Thursday, July 29, 2021

Buffalo Bisons 5 at Worcester Red Sox 1 (AAA East) - July 28, 2021

As you probably know by now, there are nine minor league ballparks that I need to visit this year to remain current with all 120 active stadiums. The closest new venue to me is Polar Park in Worcester, which is only about a three-hour drive from home. But with Amtrak offering ridiculously cheap fares, I decided to take the train to Boston, then backtrack to Worcester on commuter rail. As I was coming from my temporary summer home in Beacon, the trip took about eight hours, which was not very efficient, but still less expensive than a rental car these days.

I had waited this long because I wanted to see a night game followed by a day game, and with Toronto's AAA affiliate visiting, this was the perfect time to do so. As well, the Jays themselves would be at Boston on Wednesday evening, providing the opportunity to see a rare minor/major doubleheader featuring the same organizations. But as you can see above, weather again spoiled my plans as the night game was rained out. Fortunately, the heavens did not open up until after I had completed my tour, so I have plenty of pictures to share with you. 

Polar Park is right downtown, just a few minutes from the train station and with several lodging options nearby. After dropping my stuff at my hotel, I made my way to the stadium, finding myself on the wrong side of the tracks at one point (below). Make sure to go under the tracks at Green Street, lest you find yourself taking a much longer route to reach the ballpark. Green Street is also home to several bars, making it a good pregame stop.

You will notice plenty of construction here as well, as the entire stadium complex is not quite complete. A parking lot is one of the buildings under construction, which means that local lots can extort fans for the time being. I saw one charging $20! For AAA baseball! Ludicrous! Meanwhile, there are signs on the street that indicate that meter parking is prohibited for ballpark visitors. According to friends, free parking can be found if you drive a few blocks away, and it is definitely worth it, as the postgame traffic was quite horrendous.

From Green Street, there are a couple of small roads that lead up to the back of the stadium. A new mural is one attraction there; it was just being finished up as you can see above. I was not sure exactly what is being described here, so this article was very helpful in explaining that the subjects all played a part in the history of the Canal District, in which Polar Park is located. I thought the man on the left was Thomas Edison, but turns out it is Tobias Boland. Always good to see local history recognized and idiots like me can learn a thing or two from it. Babe Ruth is also featured here, as he used to drink at the Hotel Vernon.

There are two gates along Washington Street, but you will need a ticket to enter. Inside one gate is a giant bobblehead wearing the uniform of the Worcester Worcesters, demonstrating that unoriginal team names are not a new thing here.

For those without a ticket, you will have to make your way around the exterior of the stadium to reach the front of the park. You will notice the Smiley Face logo; it was designed by Worcester native Harvey Ball and goes well with the WooSox nickname. 

At the main entrance, you will see giant rings commemorating Boston's four World Series championships in the last 102 years. I'm not bitter.

Tickets here are somewhat overpriced, with the good seats behind the plate going for $27 (and more if you sit in the rows closest to the field), while those between the bases are $21. But fret not, as there is a very affordable option that is one of the best bargains in minor league ball. For $9, you get a general admission ticket, which might sound unappealing at first. Until you realize that all of the red stools are general admission and they come with a drink rail, and include spots behind the plate! Of course, you need to get there early to reserve a spot, but once you do, nobody will take it from you.

§ Given exercise a
Find every line of the records that contains the string "wispy", treating uppercase and lowercase as different, and copy each of those lines.

§ Supplied data
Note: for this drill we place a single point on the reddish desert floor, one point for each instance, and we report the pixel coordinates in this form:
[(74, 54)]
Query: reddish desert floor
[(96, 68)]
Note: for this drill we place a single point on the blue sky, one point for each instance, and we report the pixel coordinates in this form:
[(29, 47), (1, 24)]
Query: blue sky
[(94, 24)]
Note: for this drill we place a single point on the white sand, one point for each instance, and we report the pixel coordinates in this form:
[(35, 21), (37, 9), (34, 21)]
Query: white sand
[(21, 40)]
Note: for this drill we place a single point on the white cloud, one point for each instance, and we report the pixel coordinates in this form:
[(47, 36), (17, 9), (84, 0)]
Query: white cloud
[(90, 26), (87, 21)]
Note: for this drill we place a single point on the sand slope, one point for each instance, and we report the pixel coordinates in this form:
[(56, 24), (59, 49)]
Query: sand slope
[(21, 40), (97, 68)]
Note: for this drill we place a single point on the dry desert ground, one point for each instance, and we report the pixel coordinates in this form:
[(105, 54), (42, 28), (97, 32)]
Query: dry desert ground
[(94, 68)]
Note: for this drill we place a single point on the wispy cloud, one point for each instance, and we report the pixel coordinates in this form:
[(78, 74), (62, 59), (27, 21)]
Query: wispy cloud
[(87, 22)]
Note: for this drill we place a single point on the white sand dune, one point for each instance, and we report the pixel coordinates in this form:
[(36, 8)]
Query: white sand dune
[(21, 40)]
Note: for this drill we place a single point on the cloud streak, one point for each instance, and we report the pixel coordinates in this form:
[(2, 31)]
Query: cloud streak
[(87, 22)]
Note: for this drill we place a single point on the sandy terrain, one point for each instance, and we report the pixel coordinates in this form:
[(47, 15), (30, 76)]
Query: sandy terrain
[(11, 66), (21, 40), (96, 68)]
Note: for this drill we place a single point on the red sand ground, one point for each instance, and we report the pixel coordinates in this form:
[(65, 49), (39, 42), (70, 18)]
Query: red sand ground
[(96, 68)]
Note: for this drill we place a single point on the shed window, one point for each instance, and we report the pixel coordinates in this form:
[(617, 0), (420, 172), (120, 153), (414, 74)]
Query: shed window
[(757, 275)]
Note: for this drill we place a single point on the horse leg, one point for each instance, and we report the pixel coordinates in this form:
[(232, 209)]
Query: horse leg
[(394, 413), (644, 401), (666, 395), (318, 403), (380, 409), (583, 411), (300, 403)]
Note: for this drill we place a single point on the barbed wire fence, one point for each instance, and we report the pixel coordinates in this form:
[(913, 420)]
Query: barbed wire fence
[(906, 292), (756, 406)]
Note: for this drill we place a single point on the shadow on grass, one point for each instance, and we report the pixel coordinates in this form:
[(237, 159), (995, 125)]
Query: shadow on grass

§ Given exercise b
In the post about the trip to Polar Park, why did the writer wait until this particular series to make the visit?

§ Final result a
Note: for this drill we place a single point on the wispy cloud, one point for each instance, and we report the pixel coordinates in this form:
Query: wispy cloud

§ Final result b
The writer wanted to see a night game followed by a day game, and Toronto's AAA affiliate was the visiting team. The Jays would also be playing at Boston on Wednesday evening, which offered a chance at a rare minor/major doubleheader featuring the same organizations.